» STATED PROBLEM
Reproduce from the futures and options results text, from "Total oil futures" up to and including "of price levels.".

Energy Futures and Options: Total energy volume increased 12% and revenues increased 23% for the nine months ended September 30, 2023 from the comparable period in 2022 and volume increased 28% and revenues increased 45% for the three months ended September 30, 2023 from the comparable period in 2022.
Total oil futures and options volume increased 15% and 38% for the nine and three months ended September 30, 2023, respectively, from the comparable periods in 2022, in part due to price volatility related to oil supply and demand dynamics in the third quarter of 2023, coupled with increased focus on Brent with Midland WTI now deliverable into the Brent Basket, providing additional physical liquidity and exposure.
Our global natural gas futures and options volume increased 8% and 13% for the nine and three months ended September 30, 2023, respectively, from the comparable periods in 2022, primarily due to strength across our Dutch TTF complex driven by reduced uncertainty and normalization of price levels.
Our environmentals and other futures and options volume decreased 5% and 3% for the nine and three months ended September 30, 2023, respectively, from the comparable periods in 2022, due in part to lower power volumes versus the year ago period.
Agricultural and Metals Futures and Options: Total volumes in our agricultural and metals futures and options markets increased 17% and 5% for the nine and three months ended September 30, 2023, respectively, from the comparable periods in 2022 and revenues increased 16% and 7% for the nine and three months ended September 30, 2023, respectively, from the comparable periods in 2022. The nine months ended September 30, 2023 benefited from price volatility as a result of weather-related supply and demand dynamics, such as El Niño, driving an increased need to manage risk across our commodity markets.
Sugar futures and options volumes increased 21% and 3% for the nine and three months ended September 30, 2023, respectively, from the comparable periods in 2022.

» RECORDS PROVIDED

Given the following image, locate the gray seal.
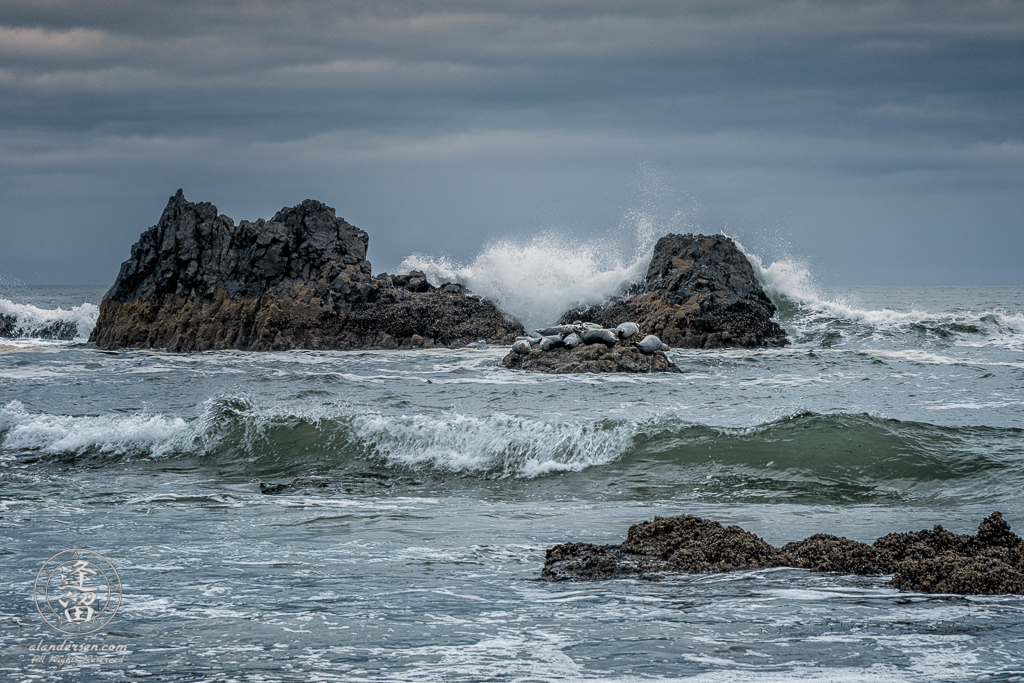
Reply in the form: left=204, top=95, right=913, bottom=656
left=512, top=339, right=534, bottom=355
left=583, top=330, right=618, bottom=346
left=541, top=335, right=562, bottom=351
left=615, top=323, right=640, bottom=341
left=535, top=325, right=575, bottom=337
left=515, top=337, right=541, bottom=346
left=637, top=335, right=669, bottom=355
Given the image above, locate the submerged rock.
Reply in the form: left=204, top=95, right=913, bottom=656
left=502, top=344, right=682, bottom=374
left=90, top=190, right=523, bottom=351
left=561, top=234, right=788, bottom=348
left=541, top=512, right=1024, bottom=595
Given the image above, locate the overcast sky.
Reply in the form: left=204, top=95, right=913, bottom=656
left=0, top=0, right=1024, bottom=285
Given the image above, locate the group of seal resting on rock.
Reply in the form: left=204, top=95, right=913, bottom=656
left=541, top=512, right=1024, bottom=595
left=502, top=321, right=682, bottom=374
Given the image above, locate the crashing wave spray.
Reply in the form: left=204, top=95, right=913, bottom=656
left=0, top=299, right=99, bottom=341
left=398, top=211, right=688, bottom=329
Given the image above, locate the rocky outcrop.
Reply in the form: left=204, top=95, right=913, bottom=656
left=502, top=344, right=682, bottom=375
left=560, top=234, right=788, bottom=348
left=542, top=512, right=1024, bottom=595
left=90, top=189, right=522, bottom=351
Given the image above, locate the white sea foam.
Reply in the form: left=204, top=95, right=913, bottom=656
left=398, top=205, right=684, bottom=329
left=0, top=299, right=99, bottom=341
left=0, top=397, right=640, bottom=478
left=736, top=242, right=1024, bottom=349
left=353, top=414, right=637, bottom=478
left=0, top=400, right=187, bottom=456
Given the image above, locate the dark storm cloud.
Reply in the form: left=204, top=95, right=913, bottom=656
left=0, top=0, right=1024, bottom=279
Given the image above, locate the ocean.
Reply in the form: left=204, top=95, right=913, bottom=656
left=0, top=253, right=1024, bottom=682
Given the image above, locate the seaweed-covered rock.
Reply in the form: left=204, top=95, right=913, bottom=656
left=90, top=189, right=522, bottom=351
left=542, top=512, right=1024, bottom=595
left=621, top=515, right=785, bottom=573
left=561, top=234, right=788, bottom=348
left=502, top=344, right=682, bottom=374
left=780, top=533, right=879, bottom=574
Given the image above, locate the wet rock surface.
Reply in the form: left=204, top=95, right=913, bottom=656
left=90, top=190, right=522, bottom=351
left=561, top=234, right=788, bottom=348
left=502, top=344, right=682, bottom=375
left=541, top=512, right=1024, bottom=595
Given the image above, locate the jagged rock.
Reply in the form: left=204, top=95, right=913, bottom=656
left=541, top=512, right=1024, bottom=595
left=560, top=234, right=788, bottom=348
left=502, top=344, right=682, bottom=375
left=90, top=189, right=523, bottom=351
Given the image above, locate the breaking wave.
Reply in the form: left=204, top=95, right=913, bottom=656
left=398, top=205, right=685, bottom=329
left=0, top=299, right=99, bottom=341
left=0, top=396, right=1024, bottom=487
left=737, top=243, right=1024, bottom=350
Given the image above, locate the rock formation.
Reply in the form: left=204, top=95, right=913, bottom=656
left=502, top=344, right=682, bottom=374
left=90, top=189, right=522, bottom=351
left=560, top=234, right=788, bottom=348
left=542, top=512, right=1024, bottom=595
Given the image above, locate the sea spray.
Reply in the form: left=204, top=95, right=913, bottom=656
left=399, top=205, right=671, bottom=329
left=0, top=299, right=99, bottom=341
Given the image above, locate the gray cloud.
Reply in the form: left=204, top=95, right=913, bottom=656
left=0, top=0, right=1024, bottom=283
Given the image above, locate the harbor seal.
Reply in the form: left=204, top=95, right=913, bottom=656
left=512, top=339, right=534, bottom=355
left=535, top=325, right=575, bottom=338
left=615, top=323, right=640, bottom=341
left=541, top=335, right=562, bottom=351
left=637, top=335, right=669, bottom=355
left=583, top=330, right=618, bottom=346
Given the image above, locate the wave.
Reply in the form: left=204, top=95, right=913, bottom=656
left=6, top=396, right=1024, bottom=487
left=737, top=242, right=1024, bottom=350
left=398, top=212, right=667, bottom=329
left=0, top=299, right=99, bottom=341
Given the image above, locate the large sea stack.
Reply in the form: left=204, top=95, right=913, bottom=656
left=89, top=189, right=523, bottom=351
left=561, top=234, right=788, bottom=348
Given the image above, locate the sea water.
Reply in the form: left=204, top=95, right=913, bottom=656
left=0, top=252, right=1024, bottom=682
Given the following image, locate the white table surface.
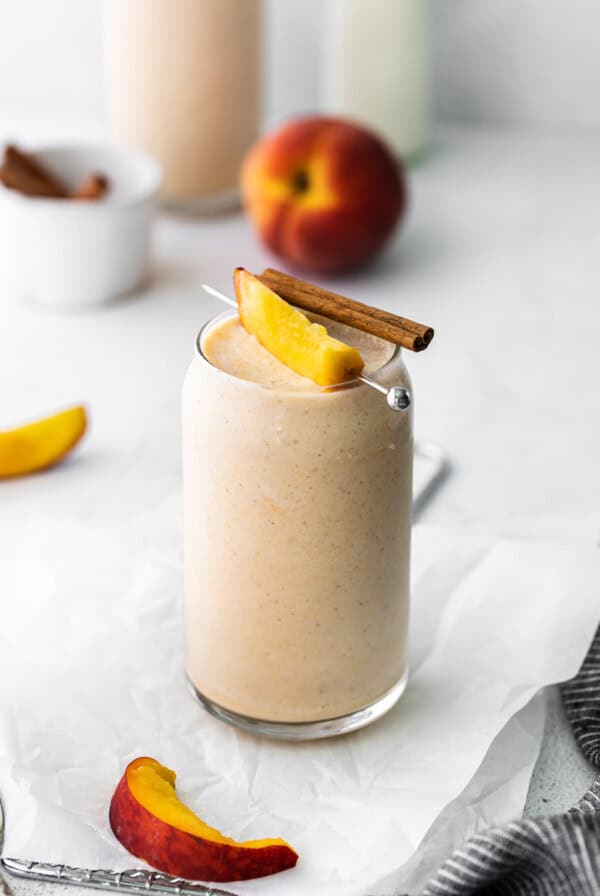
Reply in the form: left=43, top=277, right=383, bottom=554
left=0, top=129, right=600, bottom=894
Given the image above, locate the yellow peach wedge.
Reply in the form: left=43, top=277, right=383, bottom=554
left=233, top=268, right=364, bottom=386
left=0, top=405, right=87, bottom=479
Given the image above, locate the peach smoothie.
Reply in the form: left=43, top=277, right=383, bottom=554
left=183, top=313, right=413, bottom=739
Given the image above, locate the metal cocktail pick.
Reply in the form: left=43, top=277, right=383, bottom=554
left=201, top=283, right=411, bottom=411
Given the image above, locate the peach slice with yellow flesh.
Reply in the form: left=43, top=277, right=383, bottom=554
left=0, top=405, right=87, bottom=478
left=110, top=756, right=298, bottom=881
left=233, top=268, right=364, bottom=386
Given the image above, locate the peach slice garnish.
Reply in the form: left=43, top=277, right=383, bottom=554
left=233, top=268, right=364, bottom=386
left=110, top=756, right=298, bottom=881
left=0, top=405, right=87, bottom=478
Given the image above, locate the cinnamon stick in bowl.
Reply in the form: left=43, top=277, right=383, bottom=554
left=0, top=145, right=67, bottom=199
left=258, top=268, right=434, bottom=352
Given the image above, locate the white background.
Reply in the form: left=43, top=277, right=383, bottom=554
left=0, top=0, right=600, bottom=129
left=0, top=0, right=600, bottom=891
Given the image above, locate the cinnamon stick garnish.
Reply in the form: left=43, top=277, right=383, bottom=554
left=258, top=268, right=433, bottom=352
left=69, top=174, right=108, bottom=200
left=0, top=145, right=67, bottom=199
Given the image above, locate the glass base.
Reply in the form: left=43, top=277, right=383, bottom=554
left=188, top=668, right=408, bottom=741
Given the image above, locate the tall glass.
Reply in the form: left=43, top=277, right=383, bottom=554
left=183, top=313, right=413, bottom=740
left=106, top=0, right=262, bottom=212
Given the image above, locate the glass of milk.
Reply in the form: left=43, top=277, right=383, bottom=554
left=323, top=0, right=429, bottom=160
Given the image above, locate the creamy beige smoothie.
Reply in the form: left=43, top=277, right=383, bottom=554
left=183, top=315, right=413, bottom=723
left=106, top=0, right=261, bottom=201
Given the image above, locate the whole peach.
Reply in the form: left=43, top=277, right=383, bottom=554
left=241, top=116, right=406, bottom=274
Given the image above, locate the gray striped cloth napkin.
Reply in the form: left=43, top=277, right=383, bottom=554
left=423, top=628, right=600, bottom=896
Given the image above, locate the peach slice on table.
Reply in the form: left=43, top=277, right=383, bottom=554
left=0, top=405, right=87, bottom=478
left=110, top=756, right=298, bottom=881
left=233, top=268, right=364, bottom=386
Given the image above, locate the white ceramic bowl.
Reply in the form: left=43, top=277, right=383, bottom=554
left=0, top=145, right=161, bottom=308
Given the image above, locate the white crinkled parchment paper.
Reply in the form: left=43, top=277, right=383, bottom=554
left=0, top=505, right=600, bottom=896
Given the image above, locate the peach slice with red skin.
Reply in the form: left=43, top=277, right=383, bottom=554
left=110, top=756, right=298, bottom=882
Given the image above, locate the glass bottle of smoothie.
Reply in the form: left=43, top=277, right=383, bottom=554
left=183, top=313, right=413, bottom=740
left=106, top=0, right=262, bottom=211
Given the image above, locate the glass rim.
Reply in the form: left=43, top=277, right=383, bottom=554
left=194, top=309, right=402, bottom=397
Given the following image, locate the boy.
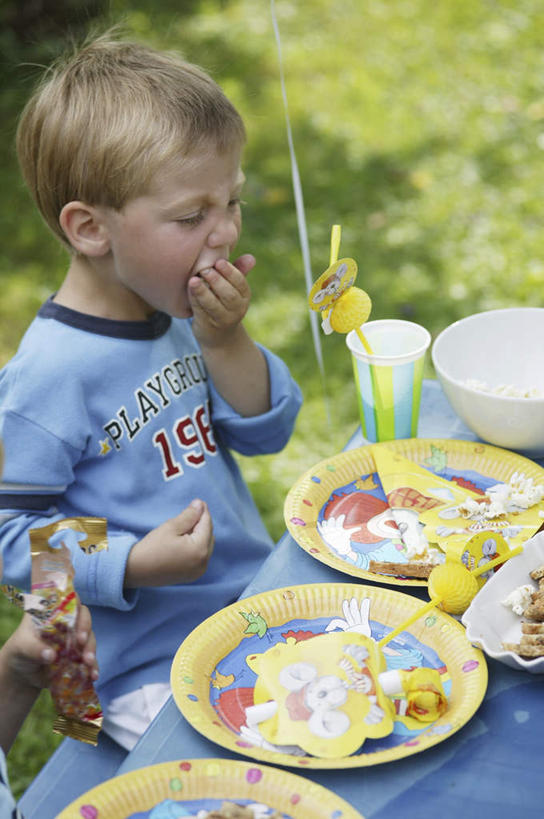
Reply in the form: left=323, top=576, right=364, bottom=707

» OUTPUT FOR THIS TASK
Total oil futures and options volume increased 15% and 38% for the nine and three months ended September 30, 2023, respectively, from the comparable periods in 2022, in part due to price volatility related to oil supply and demand dynamics in the third quarter of 2023, coupled with increased focus on Brent with Midland WTI now deliverable into the Brent Basket, providing additional physical liquidity and exposure.
Our global natural gas futures and options volume increased 8% and 13% for the nine and three months ended September 30, 2023, respectively, from the comparable periods in 2022, primarily due to strength across our Dutch TTF complex driven by reduced uncertainty and normalization of price levels.